-------- Material for this task

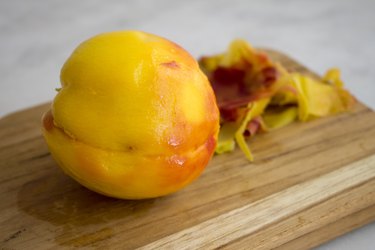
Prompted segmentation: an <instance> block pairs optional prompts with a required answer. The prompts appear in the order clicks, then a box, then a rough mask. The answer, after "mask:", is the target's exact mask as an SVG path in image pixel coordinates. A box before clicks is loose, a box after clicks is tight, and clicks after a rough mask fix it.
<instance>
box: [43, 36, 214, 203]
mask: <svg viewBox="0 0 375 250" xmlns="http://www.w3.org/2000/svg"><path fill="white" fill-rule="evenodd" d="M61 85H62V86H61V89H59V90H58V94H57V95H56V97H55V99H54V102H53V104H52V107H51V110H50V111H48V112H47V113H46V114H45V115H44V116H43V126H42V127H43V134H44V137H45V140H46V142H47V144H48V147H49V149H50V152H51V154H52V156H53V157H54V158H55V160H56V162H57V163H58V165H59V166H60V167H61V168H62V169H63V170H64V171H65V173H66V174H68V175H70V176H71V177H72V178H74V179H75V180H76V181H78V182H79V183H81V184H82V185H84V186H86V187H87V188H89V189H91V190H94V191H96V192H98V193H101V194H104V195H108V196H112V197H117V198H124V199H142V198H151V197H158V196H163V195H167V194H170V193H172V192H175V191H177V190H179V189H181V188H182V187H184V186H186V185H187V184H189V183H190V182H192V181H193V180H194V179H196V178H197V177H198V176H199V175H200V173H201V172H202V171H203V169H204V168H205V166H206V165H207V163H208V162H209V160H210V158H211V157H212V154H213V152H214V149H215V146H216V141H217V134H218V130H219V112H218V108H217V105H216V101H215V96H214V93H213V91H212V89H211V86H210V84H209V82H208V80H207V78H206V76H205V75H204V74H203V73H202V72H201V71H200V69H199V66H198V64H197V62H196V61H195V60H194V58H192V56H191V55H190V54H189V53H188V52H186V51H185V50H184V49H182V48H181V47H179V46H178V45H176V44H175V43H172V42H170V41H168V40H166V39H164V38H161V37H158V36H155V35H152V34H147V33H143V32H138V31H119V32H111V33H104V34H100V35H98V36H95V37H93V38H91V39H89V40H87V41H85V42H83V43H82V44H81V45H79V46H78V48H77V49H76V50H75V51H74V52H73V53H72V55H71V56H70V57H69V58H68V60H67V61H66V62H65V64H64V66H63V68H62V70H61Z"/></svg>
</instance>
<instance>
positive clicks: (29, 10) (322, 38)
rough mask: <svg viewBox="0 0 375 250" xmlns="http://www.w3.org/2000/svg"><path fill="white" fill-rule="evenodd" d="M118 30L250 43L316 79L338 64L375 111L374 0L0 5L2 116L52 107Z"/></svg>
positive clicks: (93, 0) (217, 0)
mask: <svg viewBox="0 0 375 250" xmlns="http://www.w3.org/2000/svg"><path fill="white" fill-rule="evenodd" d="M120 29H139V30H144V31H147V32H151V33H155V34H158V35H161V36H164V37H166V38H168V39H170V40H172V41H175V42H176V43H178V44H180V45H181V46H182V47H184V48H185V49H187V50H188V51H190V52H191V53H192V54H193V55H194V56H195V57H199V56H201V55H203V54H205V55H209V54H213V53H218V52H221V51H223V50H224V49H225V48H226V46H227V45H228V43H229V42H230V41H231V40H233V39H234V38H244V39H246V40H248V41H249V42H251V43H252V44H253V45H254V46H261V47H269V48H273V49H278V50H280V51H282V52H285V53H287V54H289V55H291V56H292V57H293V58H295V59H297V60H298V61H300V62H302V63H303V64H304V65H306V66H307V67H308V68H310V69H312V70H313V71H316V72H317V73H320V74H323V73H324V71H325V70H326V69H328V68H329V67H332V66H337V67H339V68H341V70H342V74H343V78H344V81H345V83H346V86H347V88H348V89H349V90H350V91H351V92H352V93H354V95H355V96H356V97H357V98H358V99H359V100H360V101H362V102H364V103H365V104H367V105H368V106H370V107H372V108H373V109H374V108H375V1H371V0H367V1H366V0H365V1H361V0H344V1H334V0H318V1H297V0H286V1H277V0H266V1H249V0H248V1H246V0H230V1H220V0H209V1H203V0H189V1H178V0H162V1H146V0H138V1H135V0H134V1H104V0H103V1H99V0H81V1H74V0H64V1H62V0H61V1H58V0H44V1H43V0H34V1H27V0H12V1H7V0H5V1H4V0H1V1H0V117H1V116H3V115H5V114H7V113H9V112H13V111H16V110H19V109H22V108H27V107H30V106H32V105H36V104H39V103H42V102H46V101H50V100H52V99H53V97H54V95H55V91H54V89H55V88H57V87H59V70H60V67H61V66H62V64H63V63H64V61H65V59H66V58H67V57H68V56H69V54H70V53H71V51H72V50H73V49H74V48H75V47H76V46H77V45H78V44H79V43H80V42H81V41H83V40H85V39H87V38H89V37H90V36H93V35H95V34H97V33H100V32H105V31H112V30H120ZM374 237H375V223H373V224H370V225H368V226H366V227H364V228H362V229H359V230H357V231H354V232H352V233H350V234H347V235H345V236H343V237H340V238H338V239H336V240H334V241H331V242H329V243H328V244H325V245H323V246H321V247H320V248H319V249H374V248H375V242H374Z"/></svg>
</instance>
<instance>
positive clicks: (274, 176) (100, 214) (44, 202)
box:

----------------
-------- Material for this task

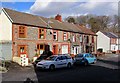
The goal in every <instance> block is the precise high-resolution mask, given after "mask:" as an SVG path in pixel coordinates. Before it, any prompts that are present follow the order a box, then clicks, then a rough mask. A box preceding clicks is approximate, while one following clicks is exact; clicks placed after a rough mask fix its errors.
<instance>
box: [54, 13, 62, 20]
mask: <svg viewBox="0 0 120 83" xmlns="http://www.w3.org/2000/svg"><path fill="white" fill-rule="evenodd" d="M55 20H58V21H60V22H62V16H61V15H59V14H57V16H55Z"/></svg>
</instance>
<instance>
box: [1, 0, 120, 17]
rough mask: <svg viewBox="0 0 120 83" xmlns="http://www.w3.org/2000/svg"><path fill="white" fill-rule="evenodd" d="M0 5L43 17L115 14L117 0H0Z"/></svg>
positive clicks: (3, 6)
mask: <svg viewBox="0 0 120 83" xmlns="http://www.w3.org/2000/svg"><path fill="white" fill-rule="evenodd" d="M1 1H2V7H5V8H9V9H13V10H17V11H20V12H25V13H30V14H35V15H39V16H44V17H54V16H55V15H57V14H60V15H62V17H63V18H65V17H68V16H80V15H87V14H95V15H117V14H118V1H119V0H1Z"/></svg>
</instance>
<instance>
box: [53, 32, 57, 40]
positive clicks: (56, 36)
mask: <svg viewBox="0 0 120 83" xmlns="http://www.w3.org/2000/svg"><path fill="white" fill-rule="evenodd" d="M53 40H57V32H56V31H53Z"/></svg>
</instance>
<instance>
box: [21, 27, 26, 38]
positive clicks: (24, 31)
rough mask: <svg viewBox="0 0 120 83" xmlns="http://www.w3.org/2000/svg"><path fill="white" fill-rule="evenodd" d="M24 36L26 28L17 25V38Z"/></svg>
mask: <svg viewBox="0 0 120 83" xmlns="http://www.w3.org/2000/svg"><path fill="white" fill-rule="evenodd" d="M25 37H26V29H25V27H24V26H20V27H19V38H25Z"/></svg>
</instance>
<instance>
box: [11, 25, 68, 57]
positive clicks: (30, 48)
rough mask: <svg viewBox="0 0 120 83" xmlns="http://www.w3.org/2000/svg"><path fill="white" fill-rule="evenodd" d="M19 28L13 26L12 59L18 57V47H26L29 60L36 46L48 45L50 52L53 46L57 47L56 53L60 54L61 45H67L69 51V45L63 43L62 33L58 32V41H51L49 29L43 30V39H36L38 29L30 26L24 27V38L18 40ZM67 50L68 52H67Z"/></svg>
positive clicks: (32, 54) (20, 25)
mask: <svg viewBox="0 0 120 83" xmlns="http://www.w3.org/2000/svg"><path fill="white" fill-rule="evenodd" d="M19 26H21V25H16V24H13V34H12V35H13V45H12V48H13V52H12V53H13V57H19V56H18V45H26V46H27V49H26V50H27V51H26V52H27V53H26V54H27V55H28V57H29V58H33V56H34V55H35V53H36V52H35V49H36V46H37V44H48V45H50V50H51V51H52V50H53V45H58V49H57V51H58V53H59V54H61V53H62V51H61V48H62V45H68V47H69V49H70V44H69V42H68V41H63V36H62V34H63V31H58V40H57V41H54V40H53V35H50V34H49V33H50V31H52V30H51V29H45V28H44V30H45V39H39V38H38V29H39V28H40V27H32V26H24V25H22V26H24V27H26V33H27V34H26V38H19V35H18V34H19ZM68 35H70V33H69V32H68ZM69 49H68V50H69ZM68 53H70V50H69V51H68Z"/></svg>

----------------

Assigned task:
Total lines holding "after" in the records: report this figure alone.

Task result:
2